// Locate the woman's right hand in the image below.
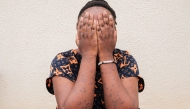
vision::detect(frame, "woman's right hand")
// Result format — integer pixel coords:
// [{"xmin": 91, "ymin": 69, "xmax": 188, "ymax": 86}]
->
[{"xmin": 76, "ymin": 12, "xmax": 98, "ymax": 56}]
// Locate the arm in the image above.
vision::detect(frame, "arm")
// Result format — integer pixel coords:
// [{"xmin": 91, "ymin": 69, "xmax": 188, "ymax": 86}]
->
+ + + +
List each line of the records that contains the string "Locate", matching case exactly.

// Locate the woman's right hand in the image below.
// Locate the arm in the image above.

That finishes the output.